■ Aim 1:
Reproduce the labeling records below verbatim, line for line, without touching the text that precedes them.

■ Passage:

▼

When I talk about these things, I am referring to the fact that the
shared state in a TCP/SCTP/whatever session includes the current
address pair - when I send, I send from an address and to an address -
and the pair of addresses I select determines a number of things about
the connection. Several years ago, in the context of the IAB, I asked
Geoff Huston to prototype my concerns here - imagine that a machine
that he is sitting at in Canberra wants to talk with a machine in
Singapore that has two addresses and the two addresses have wildly
different routes which result in dramatic differences in delay. He
prototyped that by doing a traceroute to two systems there, the .sg
server and www.singtel.com (IIRC). One gave him a ping RTT of ~100 ms,
and the other gave him a ping RTT of ~650 ms. The difference was a
direct route vs a route via the US west coast. In the mobility context,
a device that is in the process of changing its COA has a similar
issue, except that one of the addresses suddenly has infinite delay.
RFC 3704 brings other concerns to the table - ingress filtering by ISPs
can have truly interesting impacts on the routing of address pairs.
I would like the multihoming facility we develop to have the
characteristic of always picking a pair of addresses, and therefore a
route, that gives among the best available RTTs (note I didn't say "the
best"; I want to avoid the worst and accept a reasonable choice) to the
current instantiation of the exchange.

▲

■ Stored data:
▼

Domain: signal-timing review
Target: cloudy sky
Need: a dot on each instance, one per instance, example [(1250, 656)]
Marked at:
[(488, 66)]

▲

■ Aim 2:
According to the passage on address pairs, what ping round-trip times did the two Singapore systems give?

■ Worked solution 1:
Domain: signal-timing review
Target: cloudy sky
Need: a dot on each instance, one per instance, example [(1250, 656)]
Marked at:
[(488, 66)]

■ Worked solution 2:
One gave about 100 ms and the other about 650 ms.